Estamos agradecidos por este don, estamos contentos por este regalo, pero más que nada, estamos comprometidos con la beata Madre Inés porque algo tenemos que ver con ella y su amor a Dios y a las almas;  y ella no tuvo tiempo de teorizar. La Palabra de Dios poco a poco, seguirá labrando nuestro corazón como hizo con el de ella y el de su amada María, para que también nosotros, nos convirtamos en compañeros de Cristo en el cumplimiento de los designios de la salvación.

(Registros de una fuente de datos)
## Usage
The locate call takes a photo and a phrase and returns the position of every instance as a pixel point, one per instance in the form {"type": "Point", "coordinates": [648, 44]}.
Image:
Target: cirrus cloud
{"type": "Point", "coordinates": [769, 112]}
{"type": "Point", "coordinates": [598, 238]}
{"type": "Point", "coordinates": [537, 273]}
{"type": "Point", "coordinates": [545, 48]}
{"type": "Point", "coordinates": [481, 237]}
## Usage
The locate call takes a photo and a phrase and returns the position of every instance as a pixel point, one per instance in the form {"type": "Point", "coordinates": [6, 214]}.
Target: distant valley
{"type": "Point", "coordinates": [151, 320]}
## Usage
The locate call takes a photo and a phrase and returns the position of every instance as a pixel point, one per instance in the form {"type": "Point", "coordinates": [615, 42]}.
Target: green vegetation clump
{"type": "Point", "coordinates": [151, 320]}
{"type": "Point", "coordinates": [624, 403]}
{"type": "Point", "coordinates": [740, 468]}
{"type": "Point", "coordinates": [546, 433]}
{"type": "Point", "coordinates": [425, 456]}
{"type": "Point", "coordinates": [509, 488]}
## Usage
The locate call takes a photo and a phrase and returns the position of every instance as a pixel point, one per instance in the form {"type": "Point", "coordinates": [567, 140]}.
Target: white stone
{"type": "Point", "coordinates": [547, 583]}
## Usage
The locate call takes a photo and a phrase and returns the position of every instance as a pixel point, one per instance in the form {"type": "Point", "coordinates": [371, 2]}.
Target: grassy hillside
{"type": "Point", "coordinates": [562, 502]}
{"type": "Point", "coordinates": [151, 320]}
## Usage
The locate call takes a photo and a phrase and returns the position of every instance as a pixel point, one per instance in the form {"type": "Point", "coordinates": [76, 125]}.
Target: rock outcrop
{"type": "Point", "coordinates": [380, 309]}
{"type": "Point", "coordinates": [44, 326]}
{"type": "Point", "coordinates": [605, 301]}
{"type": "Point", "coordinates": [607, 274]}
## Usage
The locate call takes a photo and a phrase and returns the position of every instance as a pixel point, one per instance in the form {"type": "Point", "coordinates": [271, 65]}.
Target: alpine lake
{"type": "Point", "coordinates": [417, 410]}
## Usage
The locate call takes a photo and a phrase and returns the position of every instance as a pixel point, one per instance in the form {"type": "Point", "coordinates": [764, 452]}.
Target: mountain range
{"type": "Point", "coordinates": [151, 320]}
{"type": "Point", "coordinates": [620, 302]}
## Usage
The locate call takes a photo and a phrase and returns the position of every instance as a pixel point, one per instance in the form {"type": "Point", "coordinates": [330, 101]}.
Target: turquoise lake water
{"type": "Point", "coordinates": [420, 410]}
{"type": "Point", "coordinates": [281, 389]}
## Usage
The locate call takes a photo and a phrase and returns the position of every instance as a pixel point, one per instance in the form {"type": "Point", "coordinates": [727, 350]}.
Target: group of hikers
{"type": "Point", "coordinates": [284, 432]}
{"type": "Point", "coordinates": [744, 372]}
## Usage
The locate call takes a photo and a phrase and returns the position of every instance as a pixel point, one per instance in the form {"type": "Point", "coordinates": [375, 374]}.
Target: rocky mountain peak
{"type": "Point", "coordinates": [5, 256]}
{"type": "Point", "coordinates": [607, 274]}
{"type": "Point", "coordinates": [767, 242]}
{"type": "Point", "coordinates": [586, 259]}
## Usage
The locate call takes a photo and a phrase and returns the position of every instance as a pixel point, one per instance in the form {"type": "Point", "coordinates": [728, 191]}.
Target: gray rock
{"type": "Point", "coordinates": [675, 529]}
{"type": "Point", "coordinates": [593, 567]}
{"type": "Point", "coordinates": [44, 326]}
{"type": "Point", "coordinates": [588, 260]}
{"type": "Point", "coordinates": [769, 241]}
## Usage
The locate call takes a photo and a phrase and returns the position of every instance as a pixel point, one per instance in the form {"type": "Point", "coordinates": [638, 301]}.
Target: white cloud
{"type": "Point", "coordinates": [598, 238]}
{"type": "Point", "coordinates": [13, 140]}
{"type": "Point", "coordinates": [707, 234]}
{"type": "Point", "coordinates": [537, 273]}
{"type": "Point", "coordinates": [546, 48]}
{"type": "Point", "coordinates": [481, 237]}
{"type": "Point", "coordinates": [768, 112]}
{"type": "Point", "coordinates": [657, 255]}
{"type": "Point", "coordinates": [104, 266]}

Actividades propuestas ▸
1 > Responde estas preguntas a partir del fragmento sobre la beata Madre Inés:
(a) ¿Con quién se declaran comprometidos, más que nada?
(b) ¿Qué seguirá labrando el corazón poco a poco?
(c) ¿De quién se busca llegar a ser compañeros en el cumplimiento de los designios de la salvación?
2 > Enumera cada línea de las entradas en la que aparezca la cadena "white", respetando mayúsculas y minúsculas.

Soluciones ▸
1 >
(a) Con la beata Madre Inés.
(b) La Palabra de Dios.
(c) De Cristo.

2 >
Target: white stone
Target: white cloud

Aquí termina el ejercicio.